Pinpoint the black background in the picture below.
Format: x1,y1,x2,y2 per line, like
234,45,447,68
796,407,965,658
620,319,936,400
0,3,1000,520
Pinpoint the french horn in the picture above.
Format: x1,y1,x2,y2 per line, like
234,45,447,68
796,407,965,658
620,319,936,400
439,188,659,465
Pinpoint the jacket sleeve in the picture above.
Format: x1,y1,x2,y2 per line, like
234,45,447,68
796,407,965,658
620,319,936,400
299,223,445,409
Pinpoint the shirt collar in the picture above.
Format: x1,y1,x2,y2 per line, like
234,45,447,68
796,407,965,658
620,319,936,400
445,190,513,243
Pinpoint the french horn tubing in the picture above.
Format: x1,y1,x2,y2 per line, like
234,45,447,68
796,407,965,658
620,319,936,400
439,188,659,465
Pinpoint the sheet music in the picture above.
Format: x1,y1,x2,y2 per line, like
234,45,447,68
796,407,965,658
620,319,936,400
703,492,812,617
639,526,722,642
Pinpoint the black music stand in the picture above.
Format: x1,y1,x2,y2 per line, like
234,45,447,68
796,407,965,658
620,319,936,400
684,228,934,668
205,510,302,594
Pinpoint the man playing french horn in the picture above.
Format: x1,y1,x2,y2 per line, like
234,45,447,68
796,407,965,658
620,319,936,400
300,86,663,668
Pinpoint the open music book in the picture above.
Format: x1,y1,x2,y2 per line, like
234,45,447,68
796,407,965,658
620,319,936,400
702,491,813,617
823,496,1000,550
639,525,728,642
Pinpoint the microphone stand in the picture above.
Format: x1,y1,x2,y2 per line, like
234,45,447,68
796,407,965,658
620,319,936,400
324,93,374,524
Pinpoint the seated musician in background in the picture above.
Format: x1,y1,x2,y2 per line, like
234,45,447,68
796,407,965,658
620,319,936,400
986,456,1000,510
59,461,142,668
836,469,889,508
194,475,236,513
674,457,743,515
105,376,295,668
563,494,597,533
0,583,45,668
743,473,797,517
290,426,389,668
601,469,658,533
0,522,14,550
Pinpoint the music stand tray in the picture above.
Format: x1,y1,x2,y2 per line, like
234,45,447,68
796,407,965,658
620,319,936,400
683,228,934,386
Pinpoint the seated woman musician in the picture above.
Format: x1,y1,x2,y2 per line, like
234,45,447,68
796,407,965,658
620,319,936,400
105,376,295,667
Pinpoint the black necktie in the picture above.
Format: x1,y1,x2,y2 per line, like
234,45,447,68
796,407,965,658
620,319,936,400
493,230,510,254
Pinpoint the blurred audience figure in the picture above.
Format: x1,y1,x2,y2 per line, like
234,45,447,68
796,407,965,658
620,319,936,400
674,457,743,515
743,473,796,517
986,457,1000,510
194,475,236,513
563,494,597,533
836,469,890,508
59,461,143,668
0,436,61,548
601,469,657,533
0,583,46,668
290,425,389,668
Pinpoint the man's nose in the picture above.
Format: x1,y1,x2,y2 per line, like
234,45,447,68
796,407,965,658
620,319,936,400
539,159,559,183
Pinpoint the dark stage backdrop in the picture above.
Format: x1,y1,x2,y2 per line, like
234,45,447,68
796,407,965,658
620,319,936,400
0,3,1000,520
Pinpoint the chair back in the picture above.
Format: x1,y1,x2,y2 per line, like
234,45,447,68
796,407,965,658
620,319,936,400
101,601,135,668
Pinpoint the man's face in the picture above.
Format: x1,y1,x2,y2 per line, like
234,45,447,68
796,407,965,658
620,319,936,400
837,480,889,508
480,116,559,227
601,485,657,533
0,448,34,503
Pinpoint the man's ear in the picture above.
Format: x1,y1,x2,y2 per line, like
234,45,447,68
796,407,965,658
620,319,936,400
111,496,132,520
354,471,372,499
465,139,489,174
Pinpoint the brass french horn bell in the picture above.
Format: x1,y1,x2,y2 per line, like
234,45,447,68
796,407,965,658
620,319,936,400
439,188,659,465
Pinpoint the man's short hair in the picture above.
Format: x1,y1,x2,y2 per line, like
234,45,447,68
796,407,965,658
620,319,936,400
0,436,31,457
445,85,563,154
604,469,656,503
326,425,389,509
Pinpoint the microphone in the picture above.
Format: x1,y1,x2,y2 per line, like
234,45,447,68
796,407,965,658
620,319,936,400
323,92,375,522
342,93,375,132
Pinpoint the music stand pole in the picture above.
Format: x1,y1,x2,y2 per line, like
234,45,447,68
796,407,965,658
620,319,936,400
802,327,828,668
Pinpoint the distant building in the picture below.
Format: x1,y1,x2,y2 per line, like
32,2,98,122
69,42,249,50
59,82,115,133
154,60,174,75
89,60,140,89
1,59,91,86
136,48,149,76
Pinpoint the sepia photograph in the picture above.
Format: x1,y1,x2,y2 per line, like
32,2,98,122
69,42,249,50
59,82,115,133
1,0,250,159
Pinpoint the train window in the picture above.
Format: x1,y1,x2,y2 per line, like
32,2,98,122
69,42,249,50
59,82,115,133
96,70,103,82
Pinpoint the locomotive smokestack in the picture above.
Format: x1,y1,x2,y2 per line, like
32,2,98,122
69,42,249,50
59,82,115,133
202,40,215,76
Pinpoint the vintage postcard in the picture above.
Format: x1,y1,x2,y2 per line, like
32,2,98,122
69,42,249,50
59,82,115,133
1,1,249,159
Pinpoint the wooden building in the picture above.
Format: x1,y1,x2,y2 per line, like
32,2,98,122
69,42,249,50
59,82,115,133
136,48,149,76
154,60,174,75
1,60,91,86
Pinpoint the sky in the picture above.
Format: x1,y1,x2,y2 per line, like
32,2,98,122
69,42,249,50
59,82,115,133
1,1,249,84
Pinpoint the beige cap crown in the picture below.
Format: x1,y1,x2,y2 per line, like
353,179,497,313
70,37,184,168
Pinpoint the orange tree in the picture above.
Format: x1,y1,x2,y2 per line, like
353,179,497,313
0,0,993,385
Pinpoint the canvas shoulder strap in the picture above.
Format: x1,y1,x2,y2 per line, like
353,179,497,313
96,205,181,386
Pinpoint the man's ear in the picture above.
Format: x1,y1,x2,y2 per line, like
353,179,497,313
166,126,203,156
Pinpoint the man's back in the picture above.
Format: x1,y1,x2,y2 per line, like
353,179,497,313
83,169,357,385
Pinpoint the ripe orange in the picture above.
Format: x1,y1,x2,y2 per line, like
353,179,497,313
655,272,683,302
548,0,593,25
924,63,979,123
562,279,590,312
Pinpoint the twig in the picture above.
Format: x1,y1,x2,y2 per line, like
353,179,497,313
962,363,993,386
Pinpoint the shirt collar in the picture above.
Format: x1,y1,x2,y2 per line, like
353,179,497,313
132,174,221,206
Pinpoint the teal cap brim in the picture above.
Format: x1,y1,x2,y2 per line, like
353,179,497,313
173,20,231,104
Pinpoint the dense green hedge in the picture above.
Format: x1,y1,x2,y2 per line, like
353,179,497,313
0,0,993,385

——

- _THE TASK_: Rewrite the records above, from their first line through the line containing "105,376,295,667", replacing "Pinpoint" with "Locate" and leaving everything else unchanged.

- _ANSWER TO THE PROBLEM_:
Locate the black background in the picture below.
Format: x1,y1,x2,y2 per line, like
234,45,447,68
796,407,965,658
620,319,936,400
0,3,1000,520
Locate the french horn in the picture above.
Format: x1,y1,x2,y2 per line, like
234,45,447,68
796,407,965,658
620,319,936,400
439,188,659,465
Locate the jacket sleeve in the picture above.
Format: x1,y1,x2,y2 per line, like
234,45,447,68
796,407,965,658
620,319,936,400
299,223,445,409
Locate the shirt collar in the picture above.
Format: x1,y1,x2,y2 per line, like
234,45,447,68
796,407,965,658
620,319,936,400
445,190,513,243
Locate the french horn tubing in the picture above.
Format: x1,y1,x2,y2 per line, like
234,45,447,68
796,407,965,658
620,319,936,400
439,188,659,465
Locate the sheet music in the picture above.
Format: x1,y1,x2,y2 per line, like
234,45,447,68
796,407,965,658
620,319,936,400
703,492,812,617
639,526,722,642
Locate the black music stand in the picture above.
Format: x1,y1,x2,y2 per line, like
234,45,447,68
796,407,965,658
620,319,936,400
684,228,934,668
205,510,302,594
Locate the man playing french horn in the picture above.
Format: x1,y1,x2,y2 per line, like
234,45,447,68
796,407,965,658
620,319,936,400
300,86,663,668
Locate the open music book in the picture above.
Format: x1,y1,x2,y2 per line, like
234,45,447,68
796,407,965,658
620,319,936,400
702,491,813,617
823,496,1000,550
639,525,728,642
Locate the microphone stand in the picture above.
Format: x1,y1,x2,y2 per line, like
234,45,447,68
796,407,965,658
620,319,936,400
324,93,374,524
Locate the seated musician in background in the picture above.
Format: x1,y1,x2,y2 per line, like
234,45,447,68
796,407,965,658
620,319,936,400
986,456,1000,510
59,461,142,668
836,469,889,508
194,475,236,513
674,457,743,515
105,376,295,668
563,494,597,533
0,583,45,668
743,473,797,517
290,426,389,668
601,469,658,533
0,522,14,550
Locate the music stand tray in the picture above.
Format: x1,y1,x2,y2 per line, like
234,45,447,68
796,407,965,658
620,319,936,400
683,228,934,386
Locate the seated woman musician in the picture above.
Format: x1,y1,x2,y2 per line, like
234,45,447,68
796,407,965,658
620,319,936,400
105,376,295,667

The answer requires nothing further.